─── Source passage ───
Question

calculate the change in entropy for the reaction. sicl₄(l) + 2h₂o(l) → sio₂(s) + 4hcl(aq) substance | s° (j/mol·k) sicl₄(l) | 240. h₂o(l) | 70. sio₂(s) | 42 hcl(aq) | 46 δs° = ? j/k enter either a + or - sign and the magnitude in your answer.

Explanation:

Step1: Recall the formula for entropy change of a reaction

The formula for the standard entropy change ($\Delta S^\circ$) of a reaction is $\Delta S^\circ=\sum nS^\circ(\text{products})-\sum mS^\circ(\text{reactants})$, where $n$ and $m$ are the stoichiometric coefficients of the products and reactants respectively.

Step2: Identify the products and their stoichiometric coefficients

The products are $\text{SiO}_2(s)$ with a stoichiometric coefficient of 1 and $\text{HCl}(aq)$ with a stoichiometric coefficient of 4.
─── Data listing ───
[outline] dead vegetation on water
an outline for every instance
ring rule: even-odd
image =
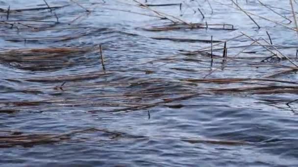
[[[198,2],[199,1],[194,1]],[[252,16],[271,22],[274,24],[273,25],[277,25],[287,28],[289,31],[298,31],[297,28],[293,28],[288,24],[246,11],[240,6],[243,4],[238,4],[232,0],[227,1],[231,1],[234,5],[231,4],[224,5],[244,13],[255,24],[257,29],[262,29],[262,25],[258,24],[257,20],[253,19]],[[212,4],[208,0],[207,1],[208,9],[205,11],[215,15],[213,13]],[[272,6],[258,1],[260,3],[259,4],[260,7],[269,8],[275,14],[291,21],[290,16],[282,15]],[[0,20],[0,31],[7,33],[3,35],[2,39],[7,42],[24,42],[24,45],[31,42],[51,46],[55,42],[72,41],[90,36],[98,30],[89,27],[81,26],[80,24],[84,18],[92,14],[94,9],[87,8],[84,4],[74,0],[71,0],[70,4],[67,5],[58,6],[51,5],[45,0],[44,2],[45,5],[42,7],[0,8],[2,20]],[[151,31],[157,35],[164,31],[183,30],[213,30],[222,31],[223,33],[237,30],[233,25],[223,22],[208,23],[204,20],[205,16],[201,11],[202,9],[200,9],[199,7],[190,7],[187,2],[158,4],[150,4],[149,0],[145,3],[135,0],[131,0],[131,2],[121,3],[127,6],[141,8],[144,12],[113,9],[109,7],[108,2],[104,1],[100,4],[103,5],[103,10],[110,12],[129,12],[158,19],[157,24],[136,28],[138,30]],[[213,2],[222,3],[216,1],[213,1]],[[80,13],[75,13],[75,17],[69,21],[63,21],[63,14],[58,12],[59,10],[74,5],[82,9]],[[195,12],[194,13],[198,12],[196,14],[200,15],[199,16],[203,20],[200,22],[192,23],[181,19],[181,16],[173,16],[158,9],[159,7],[172,6],[179,6],[178,10],[181,11],[181,15],[184,12],[183,10],[186,10],[184,8],[194,10]],[[292,8],[293,13],[295,15],[296,12]],[[74,15],[74,14],[72,15]],[[44,35],[47,31],[51,32],[50,37]],[[57,35],[63,31],[66,31],[68,35]],[[28,32],[29,33],[26,33]],[[64,46],[1,48],[0,65],[30,72],[32,74],[20,78],[8,76],[3,79],[3,81],[12,84],[6,85],[1,93],[21,93],[40,96],[40,98],[39,100],[22,98],[1,99],[0,101],[0,114],[21,112],[41,113],[52,109],[61,110],[63,112],[63,109],[79,107],[86,113],[92,114],[100,112],[118,113],[144,111],[146,114],[148,112],[149,119],[148,110],[150,108],[156,107],[181,108],[187,107],[183,103],[184,100],[206,95],[216,96],[222,94],[248,96],[283,94],[297,95],[298,82],[291,79],[285,79],[285,77],[295,74],[298,70],[296,63],[298,51],[293,53],[291,55],[286,55],[281,50],[298,49],[298,48],[274,45],[270,33],[267,31],[266,33],[268,36],[267,40],[262,37],[255,39],[244,32],[241,32],[241,34],[235,37],[226,37],[224,40],[217,40],[215,36],[210,37],[208,39],[159,36],[149,37],[148,39],[151,40],[198,42],[209,45],[197,50],[180,50],[176,55],[164,55],[154,60],[136,64],[135,68],[127,70],[114,66],[111,67],[107,61],[109,55],[106,55],[105,52],[106,49],[109,49],[108,46],[102,47],[100,43],[90,47]],[[250,41],[251,43],[248,45],[237,46],[230,44],[231,42],[241,40]],[[260,53],[258,51],[260,48],[266,50],[266,52]],[[93,59],[87,59],[88,56],[92,57]],[[84,57],[85,59],[82,59]],[[76,71],[75,73],[67,71],[62,74],[59,73],[60,71],[72,67],[90,63],[97,67],[96,70],[88,72],[82,70],[81,72]],[[157,67],[154,66],[151,68],[141,68],[149,65],[153,66],[154,64],[161,65]],[[158,68],[163,66],[170,66],[167,70],[181,76],[189,74],[189,76],[196,77],[189,78],[165,77],[160,74],[163,71]],[[241,72],[238,73],[239,71]],[[56,74],[53,72],[58,73]],[[38,75],[40,73],[43,75]],[[16,83],[18,83],[18,86],[16,86],[14,84]],[[77,93],[82,92],[84,93]],[[45,95],[46,96],[42,96]],[[293,105],[297,103],[296,99],[282,101],[267,99],[266,101],[270,101],[279,108],[282,105],[285,110],[291,111],[294,114],[297,112]],[[0,147],[1,147],[70,141],[72,140],[70,136],[82,133],[100,132],[107,133],[113,138],[123,135],[121,133],[97,128],[62,134],[29,134],[10,131],[0,132],[4,134],[0,137]],[[232,145],[249,144],[242,141],[190,139],[181,140],[192,144],[207,143]]]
───
= Required tasks =
[a] Condense the paragraph beginning "The formula for the standard entropy change" from the entropy-change solution above into a single shorter sentence that keeps the formula and the meaning of its symbols.
[b] Carry the entropy-change solution above forward from its final sentence.

= Responses to the tasks =
[a] The standard entropy change of a reaction is ΔS° = ΣnS°(products) − ΣmS°(reactants), where n and m are the stoichiometric coefficients of the products and reactants.

[b]
So, $\sum nS^\circ(\text{products}) = 1\times S^\circ(\text{SiO}_2(s))+4\times S^\circ(\text{HCl}(aq))$
Substitute the values: $1\times42 + 4\times46=42 + 184 = 226$ $\text{J/K}$

Step3: Identify the reactants and their stoichiometric coefficients

The reactants are $\text{SiCl}_4(l)$ with a stoichiometric coefficient of 1 and $\text{H}_2\text{O}(l)$ with a stoichiometric coefficient of 2.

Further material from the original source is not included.